◆ ИСХОДНЫЙ ТЕКСТ ◆
----------
Я завидовал донцам, что у них есть такой атаман, и завидовал Каледину, что у него такой помощник.

Конференция была закончена при полном единодушии всех ее членов. Решено было составить особую комиссию по разработке положения о Юго-Восточном союзе, для чего каждое казачье войско должно было прислать в Новочеркасск специальных уполномоченных.

Разъезжающиеся по домам делегаты верили, что Юго-Восточный союз, возглавляемый генералом Калединым, создаст надежный оплот против бушующей и бунтующей Великороссии.

От Кубани в числе других уполномоченных в комиссию попал и Иван Макаренко. Это его очень устраивало, так как второстепенное положение на Кубани не удовлетворяло его. [461]

Я же был очень доволен, что дело Юго-Восточного союза потребовало выезда из Екатеринодара Макаренко и работа без него пошла намного спокойнее.

Я не буду останавливаться на работе так называемого областного совета, выделенного областным съездом в качестве контрольного и законодательного аппарата и периодически собиравшегося в Екатеринодаре{287}. Председателем его был избран Н. С. Рябовол.

Это была самая бессовестная говорильня.

Я теперь не могу припомнить ни одного сколько-нибудь значительного момента в жизни совета, ни одного красивого жеста, ни тем более ни одного плодотворного, разумного распоряжения этого органа власти. Бесконечные споры, пререкания, пересуды и ссоры составляли единственный и постоянный предмет длительных заседаний этого учреждения.

Деятельность исполнительного комитета и областного совета, поглотивших громадные областные средства на свое содержание, не оставила по себе никаких следов, а у лиц, принимавших в них участие, могли сохраниться только жгучий стыд и раскаяние.

Все чувствовали необходимость реорганизации власти и с нетерпением ждали сентябрьской казачьей Рады.

В сентябре начали съезжаться в Екатеринодар представители фронта и представители разных войсковых комитетов.

Первенствующую роль пока всюду играли офицеры, а на частных казачьих собраниях в большинстве случаев они же и председательствовали.

Выяснилась безусловная необходимость избрания Войскового атамана, тем более что донцы и терцы уже имели своих атаманов. Было ясно, что военная партия будет играть значительную роль в Раде.

Группа — Макаренко, Рябовол, Манжула и другие — не надеялась провести своего кандидата в атаманы, а потому энергично приняла меры к его обезвреживанию и составляла проекты положения о будущей власти, в котором всячески урезывала роль атамана, который должен был «атаманствовать, но не управлять». [462]

В описываемое время еще и помину не было о том течении, которое впоследствии вылилось в самостийничество.

Происходило только соперничество между двумя половинами казаков: черноморцами и линейцами.

Черноморцы, ведя свою генеалогию от запорожцев, несколько свысока смотрели на линейцев, пришедших с Дона, и еще в дореволюционное время всегда старались играть первенствующую роль в делах войска, что им в значительной мере и удалось, со времени назначения наказным атаманом генерала Бабыча — черноморца по происхождению. Все высшие должности по управлению войском были заняты черноморцами. Линейцы волновались, немного роптали по станицам, но рознь эта мало отражалась на жизни казаков, а в строевых частях совсем не чувствовалась.
----------
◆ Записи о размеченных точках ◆
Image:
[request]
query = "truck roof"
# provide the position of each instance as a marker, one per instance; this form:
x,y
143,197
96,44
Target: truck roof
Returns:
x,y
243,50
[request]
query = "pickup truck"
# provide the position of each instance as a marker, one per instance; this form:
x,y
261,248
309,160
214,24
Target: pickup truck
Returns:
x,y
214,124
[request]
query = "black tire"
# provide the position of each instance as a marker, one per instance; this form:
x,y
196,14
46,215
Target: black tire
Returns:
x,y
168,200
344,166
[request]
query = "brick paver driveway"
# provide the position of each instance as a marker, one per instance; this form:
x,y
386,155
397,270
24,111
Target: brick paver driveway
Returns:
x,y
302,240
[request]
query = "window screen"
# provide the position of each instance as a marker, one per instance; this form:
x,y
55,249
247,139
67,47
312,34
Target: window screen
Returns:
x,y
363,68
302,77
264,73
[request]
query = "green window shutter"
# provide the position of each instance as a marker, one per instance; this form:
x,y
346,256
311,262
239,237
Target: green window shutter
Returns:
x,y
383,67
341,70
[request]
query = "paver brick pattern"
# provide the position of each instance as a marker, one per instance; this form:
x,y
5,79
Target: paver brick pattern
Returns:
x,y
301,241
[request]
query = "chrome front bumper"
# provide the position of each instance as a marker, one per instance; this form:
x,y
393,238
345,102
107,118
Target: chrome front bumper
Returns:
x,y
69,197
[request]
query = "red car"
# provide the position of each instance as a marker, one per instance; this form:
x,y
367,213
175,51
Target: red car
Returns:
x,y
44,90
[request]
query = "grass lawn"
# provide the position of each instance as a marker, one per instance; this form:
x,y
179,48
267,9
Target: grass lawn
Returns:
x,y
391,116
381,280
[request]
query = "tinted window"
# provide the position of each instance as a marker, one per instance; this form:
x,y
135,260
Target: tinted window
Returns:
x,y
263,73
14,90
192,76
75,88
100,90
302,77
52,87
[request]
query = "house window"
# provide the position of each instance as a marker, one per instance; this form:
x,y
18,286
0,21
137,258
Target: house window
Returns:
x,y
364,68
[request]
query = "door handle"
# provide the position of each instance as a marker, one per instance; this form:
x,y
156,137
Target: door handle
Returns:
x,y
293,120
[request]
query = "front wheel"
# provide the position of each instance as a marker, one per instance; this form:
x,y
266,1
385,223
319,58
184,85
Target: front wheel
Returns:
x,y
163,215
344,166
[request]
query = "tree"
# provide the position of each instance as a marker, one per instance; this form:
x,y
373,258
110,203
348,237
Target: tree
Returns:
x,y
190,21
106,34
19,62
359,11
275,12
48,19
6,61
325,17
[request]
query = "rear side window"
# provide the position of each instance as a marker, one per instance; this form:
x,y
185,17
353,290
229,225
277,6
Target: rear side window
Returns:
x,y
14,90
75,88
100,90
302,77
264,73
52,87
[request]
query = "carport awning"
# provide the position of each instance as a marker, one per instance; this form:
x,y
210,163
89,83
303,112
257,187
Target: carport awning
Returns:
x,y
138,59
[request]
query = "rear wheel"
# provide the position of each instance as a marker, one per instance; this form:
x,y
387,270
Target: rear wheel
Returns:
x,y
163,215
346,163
----------
◆ ЧТО СДЕЛАТЬ ◆
Перепишите, пожалуйста, из отрывка о кубанском казачестве фрагмент, начиная со слов «Я теперь не» и продолжая до слов «стыд и раскаяние.» включительно.

◆ ВЫПОЛНЕННОЕ ЗАДАНИЕ ◆
Я теперь не могу припомнить ни одного сколько-нибудь значительного момента в жизни совета, ни одного красивого жеста, ни тем более ни одного плодотворного, разумного распоряжения этого органа власти. Бесконечные споры, пререкания, пересуды и ссоры составляли единственный и постоянный предмет длительных заседаний этого учреждения.

Деятельность исполнительного комитета и областного совета, поглотивших громадные областные средства на свое содержание, не оставила по себе никаких следов, а у лиц, принимавших в них участие, могли сохраниться только жгучий стыд и раскаяние.